Saved data entries
☆ ☆ ☆
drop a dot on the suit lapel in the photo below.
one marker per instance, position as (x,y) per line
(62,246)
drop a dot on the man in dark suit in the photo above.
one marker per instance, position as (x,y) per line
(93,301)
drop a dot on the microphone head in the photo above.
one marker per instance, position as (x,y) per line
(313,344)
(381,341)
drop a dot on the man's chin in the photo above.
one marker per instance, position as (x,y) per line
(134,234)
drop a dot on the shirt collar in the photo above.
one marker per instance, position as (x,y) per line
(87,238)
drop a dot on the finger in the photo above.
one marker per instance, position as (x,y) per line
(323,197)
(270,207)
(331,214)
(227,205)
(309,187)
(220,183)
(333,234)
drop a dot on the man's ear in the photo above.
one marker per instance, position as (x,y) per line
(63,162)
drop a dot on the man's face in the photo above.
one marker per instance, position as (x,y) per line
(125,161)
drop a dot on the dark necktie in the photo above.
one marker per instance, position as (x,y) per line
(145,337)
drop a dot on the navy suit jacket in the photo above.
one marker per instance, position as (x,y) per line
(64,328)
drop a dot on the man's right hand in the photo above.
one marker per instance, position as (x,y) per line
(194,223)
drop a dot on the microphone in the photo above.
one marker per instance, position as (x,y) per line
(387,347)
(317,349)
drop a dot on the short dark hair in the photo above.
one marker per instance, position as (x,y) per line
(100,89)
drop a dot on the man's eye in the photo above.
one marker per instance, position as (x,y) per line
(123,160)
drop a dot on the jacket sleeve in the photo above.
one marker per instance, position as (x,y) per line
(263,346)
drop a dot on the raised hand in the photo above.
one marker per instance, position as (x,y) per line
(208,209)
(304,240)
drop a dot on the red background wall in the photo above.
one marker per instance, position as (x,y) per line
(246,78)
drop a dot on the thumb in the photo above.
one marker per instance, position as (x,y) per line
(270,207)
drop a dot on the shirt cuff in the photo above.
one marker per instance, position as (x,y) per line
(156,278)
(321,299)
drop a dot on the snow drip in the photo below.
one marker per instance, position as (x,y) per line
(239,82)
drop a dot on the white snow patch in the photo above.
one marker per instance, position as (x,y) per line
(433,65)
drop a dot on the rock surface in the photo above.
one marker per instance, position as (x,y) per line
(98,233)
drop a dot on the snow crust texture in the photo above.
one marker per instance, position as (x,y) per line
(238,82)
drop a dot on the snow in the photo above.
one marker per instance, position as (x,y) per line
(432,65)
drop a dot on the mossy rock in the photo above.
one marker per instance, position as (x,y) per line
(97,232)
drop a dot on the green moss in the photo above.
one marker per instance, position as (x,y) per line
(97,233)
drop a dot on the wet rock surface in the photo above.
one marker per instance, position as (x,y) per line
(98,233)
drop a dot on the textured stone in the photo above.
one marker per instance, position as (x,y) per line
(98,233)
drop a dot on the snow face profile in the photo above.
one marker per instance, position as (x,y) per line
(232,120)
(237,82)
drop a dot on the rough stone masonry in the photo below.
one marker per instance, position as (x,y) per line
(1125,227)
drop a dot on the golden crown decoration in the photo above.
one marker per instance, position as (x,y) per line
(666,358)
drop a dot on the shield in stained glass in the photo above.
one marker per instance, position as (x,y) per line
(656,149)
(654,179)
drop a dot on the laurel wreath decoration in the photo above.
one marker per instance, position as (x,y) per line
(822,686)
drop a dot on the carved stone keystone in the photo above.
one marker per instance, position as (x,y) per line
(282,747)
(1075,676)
☆ ☆ ☆
◆ Set exercise
Write out, without any change, the records above from the line containing "drop a dot on the rough" up to and including the final line of the records.

◆ Finished exercise
drop a dot on the rough stone masonry in the photo below.
one marker per instance, position as (x,y) per line
(1125,227)
drop a dot on the golden crown decoration in the photo above.
one marker per instance, position as (x,y) per line
(666,358)
drop a dot on the shield in stained glass in the photo above.
one marker per instance, position as (x,y) per line
(656,149)
(654,179)
drop a dot on the laurel wreath decoration in the photo above.
one marker per instance, position as (x,y) per line
(822,686)
drop a dot on the carved stone keystone in the photo above.
one marker per instance, position as (x,y) per line
(282,747)
(1075,676)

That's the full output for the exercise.